YOUR OBJECTIVE. When a line below holds the string "jeans", show that line.

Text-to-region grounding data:
━━━━━━
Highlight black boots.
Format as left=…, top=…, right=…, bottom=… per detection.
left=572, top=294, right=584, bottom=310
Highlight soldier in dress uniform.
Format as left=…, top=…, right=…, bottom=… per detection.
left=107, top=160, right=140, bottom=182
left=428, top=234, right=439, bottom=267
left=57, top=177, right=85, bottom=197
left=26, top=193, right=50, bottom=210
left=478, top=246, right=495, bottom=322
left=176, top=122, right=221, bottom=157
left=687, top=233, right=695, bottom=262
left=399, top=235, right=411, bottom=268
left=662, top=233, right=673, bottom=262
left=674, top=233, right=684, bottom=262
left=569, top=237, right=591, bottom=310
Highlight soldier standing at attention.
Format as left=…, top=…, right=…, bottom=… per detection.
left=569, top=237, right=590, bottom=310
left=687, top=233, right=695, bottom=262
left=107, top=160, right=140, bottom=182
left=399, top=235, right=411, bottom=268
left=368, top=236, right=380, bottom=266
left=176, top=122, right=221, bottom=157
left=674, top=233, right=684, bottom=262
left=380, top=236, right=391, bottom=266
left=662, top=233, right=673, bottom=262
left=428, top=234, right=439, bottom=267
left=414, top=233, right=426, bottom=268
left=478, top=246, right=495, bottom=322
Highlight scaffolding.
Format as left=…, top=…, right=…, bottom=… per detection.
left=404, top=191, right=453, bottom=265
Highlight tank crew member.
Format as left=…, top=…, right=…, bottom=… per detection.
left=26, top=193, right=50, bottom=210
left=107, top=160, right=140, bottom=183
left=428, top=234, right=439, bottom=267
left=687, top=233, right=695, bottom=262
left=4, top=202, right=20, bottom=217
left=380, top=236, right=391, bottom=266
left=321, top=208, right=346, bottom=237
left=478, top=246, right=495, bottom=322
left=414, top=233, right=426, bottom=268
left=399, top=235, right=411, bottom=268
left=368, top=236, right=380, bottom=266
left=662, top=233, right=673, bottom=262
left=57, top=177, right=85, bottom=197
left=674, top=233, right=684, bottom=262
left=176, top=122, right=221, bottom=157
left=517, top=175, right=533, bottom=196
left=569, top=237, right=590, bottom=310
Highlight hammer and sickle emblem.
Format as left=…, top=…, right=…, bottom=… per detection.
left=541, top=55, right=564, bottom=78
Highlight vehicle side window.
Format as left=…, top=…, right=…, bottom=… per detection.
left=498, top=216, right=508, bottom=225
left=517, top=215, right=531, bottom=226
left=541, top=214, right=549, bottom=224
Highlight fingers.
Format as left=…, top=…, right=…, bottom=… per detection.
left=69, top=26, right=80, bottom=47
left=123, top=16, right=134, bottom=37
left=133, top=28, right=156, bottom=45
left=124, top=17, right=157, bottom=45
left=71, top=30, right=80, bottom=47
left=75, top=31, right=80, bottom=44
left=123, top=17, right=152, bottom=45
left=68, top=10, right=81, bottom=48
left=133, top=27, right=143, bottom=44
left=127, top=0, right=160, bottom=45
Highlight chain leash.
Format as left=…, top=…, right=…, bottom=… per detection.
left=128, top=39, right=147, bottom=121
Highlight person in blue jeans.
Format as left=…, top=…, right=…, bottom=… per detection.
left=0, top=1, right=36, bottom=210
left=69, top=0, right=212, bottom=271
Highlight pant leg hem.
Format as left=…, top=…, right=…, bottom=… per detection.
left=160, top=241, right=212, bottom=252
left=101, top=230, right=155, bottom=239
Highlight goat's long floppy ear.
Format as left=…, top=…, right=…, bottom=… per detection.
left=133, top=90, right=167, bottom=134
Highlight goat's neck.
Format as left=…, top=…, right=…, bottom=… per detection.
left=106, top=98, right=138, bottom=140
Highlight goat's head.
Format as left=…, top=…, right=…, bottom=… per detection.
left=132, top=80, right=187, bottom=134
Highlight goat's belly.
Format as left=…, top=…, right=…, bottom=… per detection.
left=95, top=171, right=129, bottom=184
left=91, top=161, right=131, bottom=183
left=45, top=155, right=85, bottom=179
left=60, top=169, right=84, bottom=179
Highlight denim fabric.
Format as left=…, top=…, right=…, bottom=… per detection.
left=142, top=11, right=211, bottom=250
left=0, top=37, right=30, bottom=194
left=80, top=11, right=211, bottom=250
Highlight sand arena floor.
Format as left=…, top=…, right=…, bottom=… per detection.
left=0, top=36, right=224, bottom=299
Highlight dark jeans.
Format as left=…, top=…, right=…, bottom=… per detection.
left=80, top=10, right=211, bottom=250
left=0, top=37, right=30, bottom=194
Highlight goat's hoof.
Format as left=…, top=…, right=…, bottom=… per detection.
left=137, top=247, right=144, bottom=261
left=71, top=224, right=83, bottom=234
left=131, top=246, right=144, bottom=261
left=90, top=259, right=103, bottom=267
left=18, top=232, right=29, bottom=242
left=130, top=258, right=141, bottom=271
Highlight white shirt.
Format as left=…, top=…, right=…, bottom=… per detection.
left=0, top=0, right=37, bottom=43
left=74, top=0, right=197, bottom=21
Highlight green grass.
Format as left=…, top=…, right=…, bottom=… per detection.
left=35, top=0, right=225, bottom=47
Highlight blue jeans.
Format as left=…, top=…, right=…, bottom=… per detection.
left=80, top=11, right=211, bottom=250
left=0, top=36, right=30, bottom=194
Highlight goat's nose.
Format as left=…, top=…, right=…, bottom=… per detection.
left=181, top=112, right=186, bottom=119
━━━━━━
REPLY.
Highlight person in blue jeans.
Highlight dark jeans.
Highlight blue jeans.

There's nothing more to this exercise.